Palliative Care Issues for Patients With Heart Failure

Author Affiliations
  • 1Southern California Hospital Heart Institute, Southern California Hospital, Culver City
  • 2Cedars-Sinai Smidt Heart Institute, Cedars-Sinai Medical Center, Los Angeles, California
JAMA Netw Open. 2020;3(2):e200011. doi:10.1001/jamanetworkopen.2020.0011

Liu et al1 report a large cohort study of palliative care (PC) consultations for 57 272 hospitalized adult patients with a diagnosis of heart failure (HF) (16 741 patients [12.4%]) or cancer (40 531 patients [30.0%]), using the Palliative Care Quality Network database. A comparison of patient baseline characteristics, time to PC consultation, changes in symptom scores, care plan documentation, mortality, and hospice referrals is made between patients with HF and cancer. Liu et al1 conclude that there is an opportunity for increased and earlier involvement of PC for patients with HF.

Palliative care is an interdisciplinary approach aimed at improving the quality of life of patients and caregivers by providing physical, emotional, psychosocial, and spiritual interventions. Although PC has been traditionally associated with patients with cancer, there is increasing recognition of its important role in caring for patients with other life-limiting chronic diseases such as HF.

» Dataset entries
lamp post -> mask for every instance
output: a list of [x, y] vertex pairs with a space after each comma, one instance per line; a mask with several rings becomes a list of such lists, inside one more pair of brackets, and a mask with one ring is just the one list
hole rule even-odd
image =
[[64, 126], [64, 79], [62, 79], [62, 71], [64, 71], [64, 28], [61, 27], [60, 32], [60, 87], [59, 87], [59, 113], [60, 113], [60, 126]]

» What to do
Could you copy the passage on palliative care in heart failure word for word, beginning at "Palliative care is an" and stopping after "such as HF."?

» Response
Palliative care is an interdisciplinary approach aimed at improving the quality of life of patients and caregivers by providing physical, emotional, psychosocial, and spiritual interventions. Although PC has been traditionally associated with patients with cancer, there is increasing recognition of its important role in caring for patients with other life-limiting chronic diseases such as HF.